▶ [Record extracts]

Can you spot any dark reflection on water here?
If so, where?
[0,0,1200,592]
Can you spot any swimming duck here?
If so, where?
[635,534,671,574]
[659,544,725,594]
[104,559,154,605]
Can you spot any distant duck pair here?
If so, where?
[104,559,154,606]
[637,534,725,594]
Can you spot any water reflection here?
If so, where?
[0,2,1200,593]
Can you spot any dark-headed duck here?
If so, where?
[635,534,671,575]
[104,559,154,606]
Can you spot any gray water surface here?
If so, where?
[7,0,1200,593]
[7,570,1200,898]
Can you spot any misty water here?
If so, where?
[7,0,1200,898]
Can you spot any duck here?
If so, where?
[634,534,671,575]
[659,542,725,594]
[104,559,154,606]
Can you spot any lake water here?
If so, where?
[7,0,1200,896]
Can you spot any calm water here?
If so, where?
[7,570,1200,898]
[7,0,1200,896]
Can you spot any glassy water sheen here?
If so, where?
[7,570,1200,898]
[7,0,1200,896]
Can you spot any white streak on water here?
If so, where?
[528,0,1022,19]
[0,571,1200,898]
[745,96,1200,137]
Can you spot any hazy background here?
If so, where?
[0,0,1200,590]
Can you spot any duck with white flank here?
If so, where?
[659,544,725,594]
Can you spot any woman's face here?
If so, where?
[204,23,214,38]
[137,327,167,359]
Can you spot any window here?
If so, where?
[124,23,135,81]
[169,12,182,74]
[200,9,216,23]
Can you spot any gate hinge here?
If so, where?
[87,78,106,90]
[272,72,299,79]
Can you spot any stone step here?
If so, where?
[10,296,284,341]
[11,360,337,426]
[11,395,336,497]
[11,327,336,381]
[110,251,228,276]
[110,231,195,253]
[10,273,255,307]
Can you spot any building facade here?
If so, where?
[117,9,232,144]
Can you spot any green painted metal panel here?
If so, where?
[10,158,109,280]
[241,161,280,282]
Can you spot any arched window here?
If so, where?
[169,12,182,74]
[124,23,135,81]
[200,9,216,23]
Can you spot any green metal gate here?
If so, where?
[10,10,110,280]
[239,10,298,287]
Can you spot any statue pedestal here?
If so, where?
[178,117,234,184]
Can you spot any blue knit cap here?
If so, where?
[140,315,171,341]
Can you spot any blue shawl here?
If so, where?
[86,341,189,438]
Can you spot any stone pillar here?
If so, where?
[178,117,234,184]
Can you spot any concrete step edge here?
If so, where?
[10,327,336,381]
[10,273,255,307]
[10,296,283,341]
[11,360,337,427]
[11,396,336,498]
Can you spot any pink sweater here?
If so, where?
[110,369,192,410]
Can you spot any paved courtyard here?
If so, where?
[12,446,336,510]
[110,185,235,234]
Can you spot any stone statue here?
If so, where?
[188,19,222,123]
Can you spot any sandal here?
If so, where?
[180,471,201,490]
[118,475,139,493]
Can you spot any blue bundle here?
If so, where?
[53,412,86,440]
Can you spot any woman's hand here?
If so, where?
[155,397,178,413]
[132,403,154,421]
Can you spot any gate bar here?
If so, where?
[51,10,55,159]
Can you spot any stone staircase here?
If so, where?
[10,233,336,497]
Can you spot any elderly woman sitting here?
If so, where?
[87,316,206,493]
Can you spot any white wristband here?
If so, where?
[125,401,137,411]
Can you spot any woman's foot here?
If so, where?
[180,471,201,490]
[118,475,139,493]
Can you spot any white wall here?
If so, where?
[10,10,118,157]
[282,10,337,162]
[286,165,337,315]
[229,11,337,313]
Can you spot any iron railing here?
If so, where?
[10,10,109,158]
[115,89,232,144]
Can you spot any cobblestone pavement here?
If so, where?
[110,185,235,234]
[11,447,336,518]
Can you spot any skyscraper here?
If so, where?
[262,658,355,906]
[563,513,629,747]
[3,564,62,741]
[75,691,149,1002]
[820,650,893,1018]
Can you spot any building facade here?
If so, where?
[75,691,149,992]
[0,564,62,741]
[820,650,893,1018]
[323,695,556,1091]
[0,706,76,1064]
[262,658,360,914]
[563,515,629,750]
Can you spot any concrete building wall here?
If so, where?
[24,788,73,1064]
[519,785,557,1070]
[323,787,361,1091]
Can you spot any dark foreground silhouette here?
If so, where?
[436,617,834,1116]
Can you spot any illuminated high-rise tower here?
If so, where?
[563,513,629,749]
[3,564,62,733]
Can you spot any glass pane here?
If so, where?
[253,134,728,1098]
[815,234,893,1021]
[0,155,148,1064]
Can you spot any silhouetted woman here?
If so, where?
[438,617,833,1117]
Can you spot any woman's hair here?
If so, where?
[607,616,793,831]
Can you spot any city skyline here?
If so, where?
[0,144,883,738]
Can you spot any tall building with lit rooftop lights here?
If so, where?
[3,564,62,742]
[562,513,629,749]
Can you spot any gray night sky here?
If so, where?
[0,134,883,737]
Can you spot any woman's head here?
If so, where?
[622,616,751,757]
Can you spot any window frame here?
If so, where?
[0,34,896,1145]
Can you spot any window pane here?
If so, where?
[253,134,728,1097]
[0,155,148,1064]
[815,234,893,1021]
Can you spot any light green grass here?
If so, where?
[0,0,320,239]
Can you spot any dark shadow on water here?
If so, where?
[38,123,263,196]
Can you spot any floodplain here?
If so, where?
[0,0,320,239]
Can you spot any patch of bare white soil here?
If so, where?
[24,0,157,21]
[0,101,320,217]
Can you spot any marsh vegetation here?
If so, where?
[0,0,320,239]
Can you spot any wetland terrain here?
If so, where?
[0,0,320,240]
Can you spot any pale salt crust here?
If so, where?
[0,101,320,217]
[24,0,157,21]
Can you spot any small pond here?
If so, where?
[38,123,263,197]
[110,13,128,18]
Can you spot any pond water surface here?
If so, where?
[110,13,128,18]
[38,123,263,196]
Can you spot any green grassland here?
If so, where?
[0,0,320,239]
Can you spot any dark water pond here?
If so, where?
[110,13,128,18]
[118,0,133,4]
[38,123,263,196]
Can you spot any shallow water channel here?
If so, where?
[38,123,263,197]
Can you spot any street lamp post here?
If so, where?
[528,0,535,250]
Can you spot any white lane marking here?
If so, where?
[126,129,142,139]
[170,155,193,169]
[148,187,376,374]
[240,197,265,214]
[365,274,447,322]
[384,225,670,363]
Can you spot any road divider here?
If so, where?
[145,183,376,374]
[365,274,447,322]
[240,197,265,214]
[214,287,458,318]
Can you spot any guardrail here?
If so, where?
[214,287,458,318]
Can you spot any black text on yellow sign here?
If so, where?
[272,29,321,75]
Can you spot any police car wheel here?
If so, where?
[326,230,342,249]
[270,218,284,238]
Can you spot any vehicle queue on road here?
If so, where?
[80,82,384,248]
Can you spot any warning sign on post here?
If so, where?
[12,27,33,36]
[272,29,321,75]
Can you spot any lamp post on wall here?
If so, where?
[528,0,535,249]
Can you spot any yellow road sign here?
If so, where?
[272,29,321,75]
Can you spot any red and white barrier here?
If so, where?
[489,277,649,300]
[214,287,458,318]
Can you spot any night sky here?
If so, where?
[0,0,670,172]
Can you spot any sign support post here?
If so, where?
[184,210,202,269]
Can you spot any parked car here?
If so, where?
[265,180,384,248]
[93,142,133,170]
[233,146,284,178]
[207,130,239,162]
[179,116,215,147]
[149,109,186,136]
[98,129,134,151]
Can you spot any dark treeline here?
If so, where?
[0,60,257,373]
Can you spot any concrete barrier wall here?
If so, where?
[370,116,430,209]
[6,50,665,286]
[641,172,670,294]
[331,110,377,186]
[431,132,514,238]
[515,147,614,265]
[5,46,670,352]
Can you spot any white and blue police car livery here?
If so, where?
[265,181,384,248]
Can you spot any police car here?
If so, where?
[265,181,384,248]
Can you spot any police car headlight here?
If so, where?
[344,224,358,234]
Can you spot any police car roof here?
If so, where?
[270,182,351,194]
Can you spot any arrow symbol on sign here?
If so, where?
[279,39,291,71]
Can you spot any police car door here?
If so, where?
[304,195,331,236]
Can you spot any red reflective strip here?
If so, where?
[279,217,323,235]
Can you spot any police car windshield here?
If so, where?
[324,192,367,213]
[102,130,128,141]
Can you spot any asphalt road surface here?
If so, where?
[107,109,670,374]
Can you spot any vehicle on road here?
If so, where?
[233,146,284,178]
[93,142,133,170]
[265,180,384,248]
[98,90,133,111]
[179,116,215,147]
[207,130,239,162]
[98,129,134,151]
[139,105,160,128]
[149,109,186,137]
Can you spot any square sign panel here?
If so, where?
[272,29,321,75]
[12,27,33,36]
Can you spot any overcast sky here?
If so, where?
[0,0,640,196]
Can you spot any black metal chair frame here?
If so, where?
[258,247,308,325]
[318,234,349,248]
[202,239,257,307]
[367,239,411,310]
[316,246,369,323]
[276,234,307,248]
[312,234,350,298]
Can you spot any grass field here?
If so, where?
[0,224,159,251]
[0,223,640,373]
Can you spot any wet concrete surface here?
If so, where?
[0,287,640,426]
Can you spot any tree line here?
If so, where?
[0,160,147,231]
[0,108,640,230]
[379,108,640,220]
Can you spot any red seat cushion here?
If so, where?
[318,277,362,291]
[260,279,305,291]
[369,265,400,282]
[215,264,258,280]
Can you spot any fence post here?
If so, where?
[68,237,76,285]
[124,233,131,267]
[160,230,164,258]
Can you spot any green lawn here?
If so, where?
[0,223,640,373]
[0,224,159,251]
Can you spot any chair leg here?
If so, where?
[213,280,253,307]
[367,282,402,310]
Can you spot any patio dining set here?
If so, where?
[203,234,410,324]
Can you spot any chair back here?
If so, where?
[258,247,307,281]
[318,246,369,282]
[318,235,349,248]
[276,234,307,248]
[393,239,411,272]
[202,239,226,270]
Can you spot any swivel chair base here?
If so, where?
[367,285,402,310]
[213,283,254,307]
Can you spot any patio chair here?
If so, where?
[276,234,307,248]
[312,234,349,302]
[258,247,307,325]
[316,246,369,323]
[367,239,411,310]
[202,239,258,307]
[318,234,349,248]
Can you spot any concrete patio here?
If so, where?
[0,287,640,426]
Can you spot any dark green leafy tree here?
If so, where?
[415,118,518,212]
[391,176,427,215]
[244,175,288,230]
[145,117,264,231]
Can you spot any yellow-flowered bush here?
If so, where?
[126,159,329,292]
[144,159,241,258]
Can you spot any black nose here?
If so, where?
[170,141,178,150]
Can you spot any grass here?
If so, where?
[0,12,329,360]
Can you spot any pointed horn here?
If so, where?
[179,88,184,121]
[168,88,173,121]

▶ [The request] The required output is the span of lines from the one containing "Can you spot any wet concrete surface here?" to the last line, reproduced character for character.

▶ [Task result]
Can you spot any wet concrete surface here?
If so, where?
[0,287,640,426]
Can you spot any tree line here?
If so, where?
[0,160,147,231]
[0,108,640,230]
[379,108,640,220]
Can you spot any red seat cushion here?
If so, where?
[318,277,362,291]
[260,279,305,291]
[369,265,400,282]
[215,264,258,280]
Can you spot any fence post here?
If so, where?
[68,237,76,285]
[124,233,131,267]
[160,230,164,258]
Can you spot any green lawn here?
If so, where?
[0,223,640,373]
[0,224,159,251]
Can you spot any chair leg here?
If so, where?
[213,280,253,307]
[367,282,402,310]
Can you spot any patio dining set here?
If so, where?
[203,234,410,324]
Can you spot any chair back here?
If so, where?
[258,247,307,281]
[318,246,369,282]
[318,235,349,248]
[276,234,307,248]
[393,239,411,272]
[202,239,226,270]
Can you spot any swivel chair base here?
If so, where?
[367,285,402,310]
[213,283,254,307]
Can you spot any patio chair here?
If so, where?
[276,234,307,248]
[312,234,349,302]
[258,247,307,325]
[316,246,369,323]
[367,239,411,310]
[202,239,258,307]
[318,234,349,248]
Can you spot any concrete patio here?
If so, where?
[0,287,640,426]
Can you spot any dark green leafy tree here?
If so, where?
[415,118,518,212]
[391,176,427,215]
[244,175,288,230]
[145,117,264,231]
Can you spot any yellow-flowered bush here?
If so, where?
[126,159,329,292]
[144,159,241,258]
Can you spot any black nose here?
If so, where?
[170,141,178,150]
Can you spot any grass here?
If so, where?
[0,12,329,360]
Can you spot any pointed horn here?
If so, where?
[179,88,184,121]
[168,88,173,121]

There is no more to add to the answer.